• **What this task involves**
Which lines in the items below contain the word "door"? Gather each of them and copy it out in full.

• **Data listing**
━━━━━━━━━━━━━━━━━━━━━━━━━━━━━━

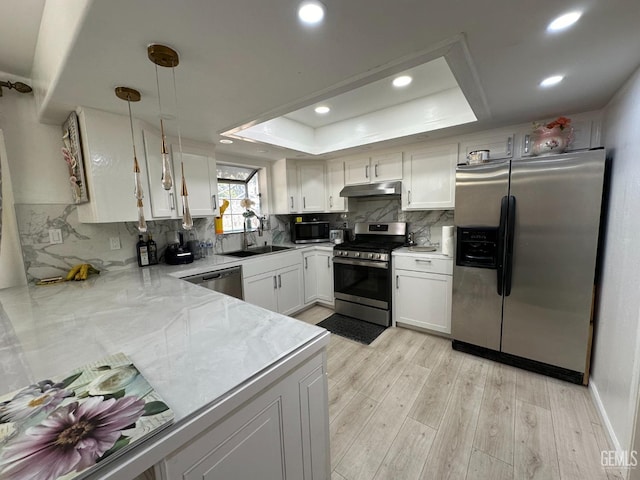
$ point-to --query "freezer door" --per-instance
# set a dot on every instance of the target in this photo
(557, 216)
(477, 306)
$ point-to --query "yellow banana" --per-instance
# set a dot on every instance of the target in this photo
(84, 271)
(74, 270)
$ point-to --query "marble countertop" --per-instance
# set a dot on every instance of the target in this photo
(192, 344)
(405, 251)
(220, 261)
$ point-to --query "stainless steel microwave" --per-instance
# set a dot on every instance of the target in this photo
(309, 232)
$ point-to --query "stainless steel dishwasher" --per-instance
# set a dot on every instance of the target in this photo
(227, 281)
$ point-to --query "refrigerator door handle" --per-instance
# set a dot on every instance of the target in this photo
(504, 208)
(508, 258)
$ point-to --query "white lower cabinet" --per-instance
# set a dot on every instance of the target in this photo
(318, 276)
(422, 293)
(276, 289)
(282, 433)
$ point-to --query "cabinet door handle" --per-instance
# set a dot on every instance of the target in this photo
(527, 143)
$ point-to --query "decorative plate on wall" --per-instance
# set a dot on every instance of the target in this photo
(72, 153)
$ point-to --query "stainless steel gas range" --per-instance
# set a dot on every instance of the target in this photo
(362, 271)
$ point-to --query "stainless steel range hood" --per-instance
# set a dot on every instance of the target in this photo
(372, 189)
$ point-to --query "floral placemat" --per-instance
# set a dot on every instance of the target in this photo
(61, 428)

━━━━━━━━━━━━━━━━━━━━━━━━━━━━━━

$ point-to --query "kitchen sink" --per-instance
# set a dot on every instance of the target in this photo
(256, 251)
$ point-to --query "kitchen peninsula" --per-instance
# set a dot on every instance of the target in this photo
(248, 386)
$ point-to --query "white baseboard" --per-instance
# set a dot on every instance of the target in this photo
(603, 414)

━━━━━━━━━━━━━━━━━━━━━━━━━━━━━━

• **Solution below**
$ point-to --query "freezer door" --per-instance
$ point-to --query "refrigerator door handle" --per-instance
$ point-to --query "cabinet door handle" --per-instance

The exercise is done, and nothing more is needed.